Instructions to follow >>
Continue the article on share broking companies from the point at which it ends, picking up after its final sentence.

Source excerpt >>
------------
How A Share Broking Company Helps You To Make Big Bucks In The Equity Market?

Posted by trustline on April 19th, 2017

Savings and investments are two entirely different concepts. The latter is the way to create wealth by investing a part of your income at the right places.

There are numerous investment options like Gold ETF, Mutual Funds, Bonds and Equity Shares, where the equity shares are regarded as one of the best choices of investment. But, in order to begin trading shares and to gauge the maximum benefits one needs to first seek the services of a share broker.

Who is a Stock/ share Broker?

A stock or share broker is an individual or a company who is registered with the SEBI and licensed to buy and sell shares on behalf of their clients. The broker behaves as an agent and so charges a specific fee for rendering his or her services.

This fee is called the brokerage, which is charged in addition to the taxes that are to be paid to the government. While the taxes and service charges remain same for a specific type of stock, the brokerage would vary from one broker to another. Besides taking the headache of buying and selling, a broking firm also presents better opportunities that you might not otherwise find yourself.  

What are the desirable characteristics of a share broking Company?

1. Should Be registered

First of all, the stock broker or the stock broker or the share broking company should be registered. Every broker or share broking company displays their registration number that begins with the letters INB for a broker and INS for a sub-broker.  This number can be used to gain information about the company. To authenticate the registration details of the company, you can visit the SEBI website.
------------
Data excerpts >>
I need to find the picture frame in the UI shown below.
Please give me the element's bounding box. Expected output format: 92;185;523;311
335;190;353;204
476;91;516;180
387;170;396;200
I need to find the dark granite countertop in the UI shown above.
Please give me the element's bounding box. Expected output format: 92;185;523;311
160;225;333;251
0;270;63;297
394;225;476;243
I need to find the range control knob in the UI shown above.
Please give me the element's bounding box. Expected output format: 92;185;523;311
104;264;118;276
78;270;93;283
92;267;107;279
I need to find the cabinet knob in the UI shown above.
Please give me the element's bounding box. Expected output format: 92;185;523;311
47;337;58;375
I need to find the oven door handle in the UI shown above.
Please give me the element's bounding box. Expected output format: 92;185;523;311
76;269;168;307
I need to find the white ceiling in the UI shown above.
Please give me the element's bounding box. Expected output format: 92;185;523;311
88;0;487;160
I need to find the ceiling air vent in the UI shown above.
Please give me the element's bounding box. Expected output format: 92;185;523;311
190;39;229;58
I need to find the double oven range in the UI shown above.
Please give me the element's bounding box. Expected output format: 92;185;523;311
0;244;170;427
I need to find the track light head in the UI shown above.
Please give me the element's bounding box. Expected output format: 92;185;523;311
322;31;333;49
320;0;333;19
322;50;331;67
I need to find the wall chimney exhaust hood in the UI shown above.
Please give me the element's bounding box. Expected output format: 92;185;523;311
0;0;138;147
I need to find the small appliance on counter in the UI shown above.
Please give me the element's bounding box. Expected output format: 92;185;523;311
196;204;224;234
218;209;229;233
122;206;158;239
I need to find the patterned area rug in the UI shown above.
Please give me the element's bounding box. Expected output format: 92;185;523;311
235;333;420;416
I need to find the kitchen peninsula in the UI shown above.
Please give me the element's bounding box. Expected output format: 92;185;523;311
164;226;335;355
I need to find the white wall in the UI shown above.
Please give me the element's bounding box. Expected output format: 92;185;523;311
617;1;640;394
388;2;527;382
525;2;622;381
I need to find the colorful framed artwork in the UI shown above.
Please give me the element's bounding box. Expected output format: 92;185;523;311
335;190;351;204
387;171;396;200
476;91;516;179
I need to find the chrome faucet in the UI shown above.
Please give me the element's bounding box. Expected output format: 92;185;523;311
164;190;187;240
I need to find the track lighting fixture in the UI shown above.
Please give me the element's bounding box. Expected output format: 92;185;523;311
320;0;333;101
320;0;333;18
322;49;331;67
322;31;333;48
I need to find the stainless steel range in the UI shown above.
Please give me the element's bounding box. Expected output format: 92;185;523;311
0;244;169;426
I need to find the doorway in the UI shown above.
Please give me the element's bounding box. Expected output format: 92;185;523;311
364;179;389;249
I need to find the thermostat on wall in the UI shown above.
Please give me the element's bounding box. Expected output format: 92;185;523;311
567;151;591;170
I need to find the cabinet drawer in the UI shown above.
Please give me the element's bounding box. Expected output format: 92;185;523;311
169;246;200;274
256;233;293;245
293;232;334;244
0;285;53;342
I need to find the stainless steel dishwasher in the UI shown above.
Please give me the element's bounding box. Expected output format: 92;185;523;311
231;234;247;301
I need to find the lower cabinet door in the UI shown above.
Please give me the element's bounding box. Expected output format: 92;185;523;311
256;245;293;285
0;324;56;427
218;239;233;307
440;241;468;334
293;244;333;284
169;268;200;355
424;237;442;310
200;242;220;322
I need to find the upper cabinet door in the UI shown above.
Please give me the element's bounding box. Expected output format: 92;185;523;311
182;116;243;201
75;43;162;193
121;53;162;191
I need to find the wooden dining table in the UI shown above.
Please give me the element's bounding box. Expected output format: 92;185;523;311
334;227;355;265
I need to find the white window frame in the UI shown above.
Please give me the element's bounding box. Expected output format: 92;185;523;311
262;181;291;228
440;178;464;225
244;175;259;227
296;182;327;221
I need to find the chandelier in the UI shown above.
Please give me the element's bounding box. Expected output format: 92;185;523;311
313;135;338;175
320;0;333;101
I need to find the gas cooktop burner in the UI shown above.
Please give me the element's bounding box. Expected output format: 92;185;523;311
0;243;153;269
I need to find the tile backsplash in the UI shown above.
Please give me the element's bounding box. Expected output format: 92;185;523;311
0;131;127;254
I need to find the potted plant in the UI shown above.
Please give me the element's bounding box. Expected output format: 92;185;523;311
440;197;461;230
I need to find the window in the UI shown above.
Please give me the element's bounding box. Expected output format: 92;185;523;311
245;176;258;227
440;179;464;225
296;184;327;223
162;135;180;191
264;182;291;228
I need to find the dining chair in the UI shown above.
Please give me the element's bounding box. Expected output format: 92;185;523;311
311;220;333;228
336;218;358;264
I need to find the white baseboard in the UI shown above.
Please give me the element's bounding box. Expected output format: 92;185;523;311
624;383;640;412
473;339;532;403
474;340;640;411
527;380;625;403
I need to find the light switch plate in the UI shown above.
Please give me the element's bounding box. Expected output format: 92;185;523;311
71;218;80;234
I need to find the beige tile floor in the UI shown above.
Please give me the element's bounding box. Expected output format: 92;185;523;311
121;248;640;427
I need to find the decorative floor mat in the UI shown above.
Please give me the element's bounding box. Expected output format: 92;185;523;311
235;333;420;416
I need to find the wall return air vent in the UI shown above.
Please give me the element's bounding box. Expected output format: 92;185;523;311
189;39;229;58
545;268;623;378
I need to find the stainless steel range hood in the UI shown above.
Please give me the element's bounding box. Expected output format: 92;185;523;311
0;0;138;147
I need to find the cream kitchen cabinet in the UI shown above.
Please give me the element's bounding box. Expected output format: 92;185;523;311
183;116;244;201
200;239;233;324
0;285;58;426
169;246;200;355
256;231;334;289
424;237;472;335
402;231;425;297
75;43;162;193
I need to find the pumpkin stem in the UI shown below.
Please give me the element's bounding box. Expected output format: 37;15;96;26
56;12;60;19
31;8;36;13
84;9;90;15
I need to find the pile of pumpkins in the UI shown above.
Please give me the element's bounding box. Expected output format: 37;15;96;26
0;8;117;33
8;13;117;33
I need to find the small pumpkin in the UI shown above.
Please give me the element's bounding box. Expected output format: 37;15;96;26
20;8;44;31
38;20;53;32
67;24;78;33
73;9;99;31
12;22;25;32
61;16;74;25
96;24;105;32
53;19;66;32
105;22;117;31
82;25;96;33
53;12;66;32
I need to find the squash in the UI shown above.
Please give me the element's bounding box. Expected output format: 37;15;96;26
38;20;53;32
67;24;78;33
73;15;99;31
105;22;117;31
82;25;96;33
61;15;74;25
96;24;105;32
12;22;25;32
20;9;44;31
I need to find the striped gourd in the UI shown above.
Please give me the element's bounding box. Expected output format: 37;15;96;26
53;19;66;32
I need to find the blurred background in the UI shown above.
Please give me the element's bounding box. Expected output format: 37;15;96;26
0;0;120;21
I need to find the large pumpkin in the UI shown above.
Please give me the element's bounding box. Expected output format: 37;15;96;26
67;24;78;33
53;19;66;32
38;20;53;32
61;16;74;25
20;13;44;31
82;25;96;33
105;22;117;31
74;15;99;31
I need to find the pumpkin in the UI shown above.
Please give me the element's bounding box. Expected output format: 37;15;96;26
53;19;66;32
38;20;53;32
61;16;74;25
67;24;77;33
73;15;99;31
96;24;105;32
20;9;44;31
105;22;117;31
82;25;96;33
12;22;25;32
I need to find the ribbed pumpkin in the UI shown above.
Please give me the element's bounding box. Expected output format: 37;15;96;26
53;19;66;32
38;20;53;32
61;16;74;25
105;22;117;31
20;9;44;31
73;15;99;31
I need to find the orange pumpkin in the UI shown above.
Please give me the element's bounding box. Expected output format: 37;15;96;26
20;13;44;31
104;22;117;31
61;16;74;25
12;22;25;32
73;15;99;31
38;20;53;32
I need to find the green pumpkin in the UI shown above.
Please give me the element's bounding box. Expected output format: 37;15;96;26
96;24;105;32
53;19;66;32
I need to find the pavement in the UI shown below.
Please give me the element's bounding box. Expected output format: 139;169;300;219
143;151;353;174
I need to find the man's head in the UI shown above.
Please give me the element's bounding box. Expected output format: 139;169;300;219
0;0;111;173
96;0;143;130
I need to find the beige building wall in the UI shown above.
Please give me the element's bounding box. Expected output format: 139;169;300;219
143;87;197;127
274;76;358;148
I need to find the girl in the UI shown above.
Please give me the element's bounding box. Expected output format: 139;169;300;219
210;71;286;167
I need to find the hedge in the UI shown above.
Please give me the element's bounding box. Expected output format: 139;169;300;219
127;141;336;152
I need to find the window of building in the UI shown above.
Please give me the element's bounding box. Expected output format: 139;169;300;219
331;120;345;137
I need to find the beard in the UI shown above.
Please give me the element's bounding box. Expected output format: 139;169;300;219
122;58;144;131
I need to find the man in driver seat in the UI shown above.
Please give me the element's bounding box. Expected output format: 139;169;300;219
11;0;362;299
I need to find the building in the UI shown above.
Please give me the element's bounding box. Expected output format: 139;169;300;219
------------
Answer >>
2. Should be Governed by Rules and Regulations

Securities and Exchange Board of India [SEBI] is the governing body in India. Each and every stock broker in India is governed by SEBI Act, 1992, Securities Contracts (Regulation) Act, 1956. The SEBI was formed in 1988 and was given statutory powers in 1992 through the SEBI Act 1992.

3. Should have Top Notch Technology

Given the internet era we are in, the share broker should have top notch technology in each and every aspect that involve online share trading platforms as well as the tools used. The share broking company should render multi-platform support that can be used on mobile, laptop and desktop. Also, it should have a well-structured, web-based back office that enables easy access to view contract notes, ledger and reports. Other services like application tracker, online account reactivation, should be easily accessible on their online platforms.

4. Should have a prompt response system

The attention to customer service of the broker can be inferred from the response system. The broking company should be easily accessible.

5. Should Allow Anytime Funds transfer

The broker should ensure that lack of funds should not stop the trader from trading the shares. So, its technology should enable the trader to add funds at any point of time. This is because only with enough funds in the trading account, can one continue to buy shares.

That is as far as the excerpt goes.